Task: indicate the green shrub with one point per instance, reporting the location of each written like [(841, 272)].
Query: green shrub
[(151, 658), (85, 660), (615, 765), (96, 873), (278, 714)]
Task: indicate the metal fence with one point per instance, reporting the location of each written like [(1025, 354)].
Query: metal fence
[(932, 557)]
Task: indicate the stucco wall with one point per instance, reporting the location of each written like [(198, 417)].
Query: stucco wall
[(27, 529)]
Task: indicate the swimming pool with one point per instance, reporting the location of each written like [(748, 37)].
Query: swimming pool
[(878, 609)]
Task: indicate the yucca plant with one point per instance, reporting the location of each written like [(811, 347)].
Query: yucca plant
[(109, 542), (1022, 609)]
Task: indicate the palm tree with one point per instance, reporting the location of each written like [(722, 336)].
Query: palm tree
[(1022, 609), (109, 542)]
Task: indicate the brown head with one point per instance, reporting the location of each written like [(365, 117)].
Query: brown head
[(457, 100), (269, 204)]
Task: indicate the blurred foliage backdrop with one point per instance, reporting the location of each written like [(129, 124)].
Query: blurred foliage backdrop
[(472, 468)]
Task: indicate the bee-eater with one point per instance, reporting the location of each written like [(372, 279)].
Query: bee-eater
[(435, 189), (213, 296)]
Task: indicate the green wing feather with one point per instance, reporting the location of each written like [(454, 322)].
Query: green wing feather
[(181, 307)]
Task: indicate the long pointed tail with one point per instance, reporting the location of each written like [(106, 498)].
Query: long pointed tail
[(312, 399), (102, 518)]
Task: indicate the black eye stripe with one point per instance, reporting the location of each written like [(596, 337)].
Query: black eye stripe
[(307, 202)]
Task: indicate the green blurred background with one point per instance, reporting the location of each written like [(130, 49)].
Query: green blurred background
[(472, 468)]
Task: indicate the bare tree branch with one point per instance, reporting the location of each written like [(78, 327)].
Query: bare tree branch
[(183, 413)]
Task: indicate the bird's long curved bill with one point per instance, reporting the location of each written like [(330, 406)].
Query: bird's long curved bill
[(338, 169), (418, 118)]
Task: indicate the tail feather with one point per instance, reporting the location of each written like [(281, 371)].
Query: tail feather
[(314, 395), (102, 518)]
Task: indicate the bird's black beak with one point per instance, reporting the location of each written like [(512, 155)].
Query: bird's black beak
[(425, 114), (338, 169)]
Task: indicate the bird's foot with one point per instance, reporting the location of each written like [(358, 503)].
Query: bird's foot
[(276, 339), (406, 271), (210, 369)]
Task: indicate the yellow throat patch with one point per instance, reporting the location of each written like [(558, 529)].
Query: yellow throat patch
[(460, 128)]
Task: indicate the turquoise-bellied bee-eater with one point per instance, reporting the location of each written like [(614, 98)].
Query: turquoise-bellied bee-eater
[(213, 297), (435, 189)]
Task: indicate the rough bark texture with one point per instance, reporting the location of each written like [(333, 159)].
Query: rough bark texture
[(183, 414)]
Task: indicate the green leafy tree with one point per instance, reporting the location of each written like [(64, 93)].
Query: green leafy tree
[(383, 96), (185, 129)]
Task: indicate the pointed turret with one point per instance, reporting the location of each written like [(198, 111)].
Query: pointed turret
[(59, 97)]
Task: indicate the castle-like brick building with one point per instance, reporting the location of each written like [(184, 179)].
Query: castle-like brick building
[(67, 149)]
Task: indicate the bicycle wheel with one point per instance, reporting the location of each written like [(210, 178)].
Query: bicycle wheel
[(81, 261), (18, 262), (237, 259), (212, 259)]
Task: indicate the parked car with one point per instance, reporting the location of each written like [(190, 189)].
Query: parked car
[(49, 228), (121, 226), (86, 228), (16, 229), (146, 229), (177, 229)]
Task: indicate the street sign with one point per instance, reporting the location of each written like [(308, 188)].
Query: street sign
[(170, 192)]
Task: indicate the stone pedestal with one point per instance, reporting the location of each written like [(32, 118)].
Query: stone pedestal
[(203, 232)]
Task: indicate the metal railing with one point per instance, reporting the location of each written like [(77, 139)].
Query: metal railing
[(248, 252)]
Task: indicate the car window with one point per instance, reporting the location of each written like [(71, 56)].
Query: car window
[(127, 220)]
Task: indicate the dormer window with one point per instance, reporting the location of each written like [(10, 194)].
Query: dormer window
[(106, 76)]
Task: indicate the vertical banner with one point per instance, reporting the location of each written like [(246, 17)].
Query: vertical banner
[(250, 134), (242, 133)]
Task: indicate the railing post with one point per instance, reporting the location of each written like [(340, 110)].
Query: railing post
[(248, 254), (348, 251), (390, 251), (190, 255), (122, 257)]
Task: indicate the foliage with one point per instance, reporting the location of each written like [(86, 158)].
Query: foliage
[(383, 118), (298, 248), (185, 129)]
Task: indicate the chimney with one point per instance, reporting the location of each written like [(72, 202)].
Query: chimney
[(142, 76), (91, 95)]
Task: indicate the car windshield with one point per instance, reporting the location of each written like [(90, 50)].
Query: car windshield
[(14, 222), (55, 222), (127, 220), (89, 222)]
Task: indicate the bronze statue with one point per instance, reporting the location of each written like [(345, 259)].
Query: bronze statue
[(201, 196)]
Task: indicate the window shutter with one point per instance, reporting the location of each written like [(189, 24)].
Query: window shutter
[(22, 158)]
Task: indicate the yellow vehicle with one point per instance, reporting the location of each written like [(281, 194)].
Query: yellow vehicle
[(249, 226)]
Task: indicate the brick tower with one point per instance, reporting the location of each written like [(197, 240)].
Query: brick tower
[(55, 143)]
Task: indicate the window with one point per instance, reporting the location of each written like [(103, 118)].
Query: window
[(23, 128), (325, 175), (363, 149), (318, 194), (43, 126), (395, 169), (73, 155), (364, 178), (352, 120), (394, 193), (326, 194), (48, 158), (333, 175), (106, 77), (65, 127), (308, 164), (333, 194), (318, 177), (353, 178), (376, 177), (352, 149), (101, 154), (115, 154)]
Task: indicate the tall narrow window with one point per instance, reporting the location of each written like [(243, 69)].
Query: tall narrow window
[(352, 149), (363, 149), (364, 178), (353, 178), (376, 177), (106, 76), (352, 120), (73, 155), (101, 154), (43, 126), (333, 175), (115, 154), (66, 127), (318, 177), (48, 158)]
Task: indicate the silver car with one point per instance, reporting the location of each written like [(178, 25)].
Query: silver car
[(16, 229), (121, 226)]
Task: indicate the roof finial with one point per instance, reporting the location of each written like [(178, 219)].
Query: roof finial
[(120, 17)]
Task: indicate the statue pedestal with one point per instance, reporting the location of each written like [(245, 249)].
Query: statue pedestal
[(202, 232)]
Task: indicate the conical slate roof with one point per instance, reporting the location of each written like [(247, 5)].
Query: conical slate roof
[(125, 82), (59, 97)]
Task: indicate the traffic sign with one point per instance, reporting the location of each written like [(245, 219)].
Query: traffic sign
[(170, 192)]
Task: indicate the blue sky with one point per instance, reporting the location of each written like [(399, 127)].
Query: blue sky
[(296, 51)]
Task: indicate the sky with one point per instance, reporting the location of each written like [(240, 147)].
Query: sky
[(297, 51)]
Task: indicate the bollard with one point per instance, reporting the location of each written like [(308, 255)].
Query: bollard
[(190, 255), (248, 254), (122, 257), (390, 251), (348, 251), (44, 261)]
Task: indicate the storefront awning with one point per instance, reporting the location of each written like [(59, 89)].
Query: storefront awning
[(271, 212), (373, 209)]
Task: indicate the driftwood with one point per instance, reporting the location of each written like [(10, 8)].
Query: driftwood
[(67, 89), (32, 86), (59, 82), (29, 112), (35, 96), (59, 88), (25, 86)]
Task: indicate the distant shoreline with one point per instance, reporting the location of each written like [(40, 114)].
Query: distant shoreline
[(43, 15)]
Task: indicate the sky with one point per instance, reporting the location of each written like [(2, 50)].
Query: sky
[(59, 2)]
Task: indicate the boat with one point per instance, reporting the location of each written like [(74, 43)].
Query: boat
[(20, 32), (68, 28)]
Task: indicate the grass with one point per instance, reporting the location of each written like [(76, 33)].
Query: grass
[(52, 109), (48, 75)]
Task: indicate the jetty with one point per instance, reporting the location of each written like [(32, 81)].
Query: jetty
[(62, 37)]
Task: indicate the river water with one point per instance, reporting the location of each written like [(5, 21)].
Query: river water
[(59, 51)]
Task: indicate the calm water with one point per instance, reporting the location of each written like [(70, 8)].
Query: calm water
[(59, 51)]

▶ [Task to complete]: Copy the lines above word for word, starting with the line that contains "Task: indicate the castle-like" and ending with the line that contains "[(201, 196)]", and include both.

▶ [Exercise solution]:
Task: indicate the castle-like brick building with one point per instance, reporting the location of each written like [(184, 179)].
Query: castle-like brick building
[(67, 149)]
Task: indicate the bicycle wheel with one point per instance, reporting the location of each written like [(210, 178)].
Query: bicycle wheel
[(81, 261), (18, 262), (237, 259), (212, 259)]
Task: indicate the parked car with one point per instance, reporting the location of each written like [(190, 189)].
Query: parked car
[(49, 228), (121, 226), (86, 228), (16, 229), (146, 229), (177, 229)]
Task: indicate the street sign with one point per instance, reporting the location of each written like [(308, 188)].
Query: street sign
[(170, 192)]
Task: indicate the stone pedestal with one point per instance, reporting the location of each written like [(32, 118)].
Query: stone pedestal
[(203, 232)]
Task: indicate the metal railing with one point per instance, reporting the location of each written like [(77, 139)].
Query: metal railing
[(248, 252)]
Task: indicate the car window with one point per instance, reporting the location of each written like [(71, 56)].
Query: car window
[(127, 220)]
Task: indicate the dormer window with one point per instance, reporting the location of each written like [(10, 194)].
Query: dormer window
[(106, 76)]
Task: indicate the vertical banner with one point per instance, reporting the location of each written like [(246, 17)].
Query: vertical banner
[(250, 134), (242, 133)]
Task: indicate the railing post with one point per instance, reporting the location of each written like [(340, 110)].
Query: railing post
[(248, 254), (348, 251), (390, 251), (190, 255), (122, 257)]
Task: indicate the foliage with one point per instance, reporting the location of each written like [(86, 158)].
Query: foliage
[(383, 118), (298, 248), (185, 129)]
Task: indicate the chimney with one point per instance, reporting the location of each written like [(72, 202)].
Query: chimney
[(142, 76), (91, 95)]
Task: indicate the car windshield with one point per instance, reporting the location of each written like [(90, 50)].
Query: car windshield
[(14, 222), (55, 222), (127, 220), (89, 222)]
Task: indicate the bronze statue with one point per instance, reporting the location of each written like [(345, 259)].
Query: bronze statue
[(201, 196)]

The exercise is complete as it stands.